[WHAT IS NEEDED]
Extract the full set of records, then give each one again exactly.

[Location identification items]
** Start **

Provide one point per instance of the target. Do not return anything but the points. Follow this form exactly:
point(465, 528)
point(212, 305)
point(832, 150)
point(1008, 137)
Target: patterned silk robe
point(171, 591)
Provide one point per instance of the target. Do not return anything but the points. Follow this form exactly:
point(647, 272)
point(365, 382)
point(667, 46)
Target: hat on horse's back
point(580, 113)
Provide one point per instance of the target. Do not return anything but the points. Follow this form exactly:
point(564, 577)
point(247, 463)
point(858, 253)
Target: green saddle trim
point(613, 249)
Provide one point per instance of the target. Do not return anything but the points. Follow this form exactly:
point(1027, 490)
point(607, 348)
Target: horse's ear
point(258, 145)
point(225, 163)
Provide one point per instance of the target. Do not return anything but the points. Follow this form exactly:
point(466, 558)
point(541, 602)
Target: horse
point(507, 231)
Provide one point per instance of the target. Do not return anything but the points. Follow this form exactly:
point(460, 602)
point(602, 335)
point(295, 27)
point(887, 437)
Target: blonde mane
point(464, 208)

** End **

[EXERCISE RESULT]
Provide one point per instance of the target. Do not return anything but the points. Follow this form exactly:
point(465, 528)
point(212, 305)
point(832, 150)
point(1008, 137)
Target: patterned silk robe
point(171, 591)
Provide one point per instance of the target. Do not return anything but the points. Follow this form exactly:
point(647, 272)
point(365, 382)
point(667, 46)
Target: hat on horse's back
point(580, 113)
Provide one point per instance of the target. Do not return anything but the points. Follow this form exactly:
point(564, 577)
point(247, 463)
point(858, 253)
Target: green saddle trim
point(613, 249)
Provide one point per instance of the target. Do not return anything but the points. Follow this form exactly:
point(1027, 490)
point(607, 348)
Target: horse's ear
point(258, 145)
point(225, 163)
Provide one point per instance of the target. Do not return anything but the points. Follow this form exactly:
point(466, 558)
point(541, 602)
Target: horse
point(507, 231)
Provide one point per instance of the target. Do not return anything but the points. Follow this form exactly:
point(460, 602)
point(602, 335)
point(295, 27)
point(887, 437)
Target: blonde mane
point(464, 208)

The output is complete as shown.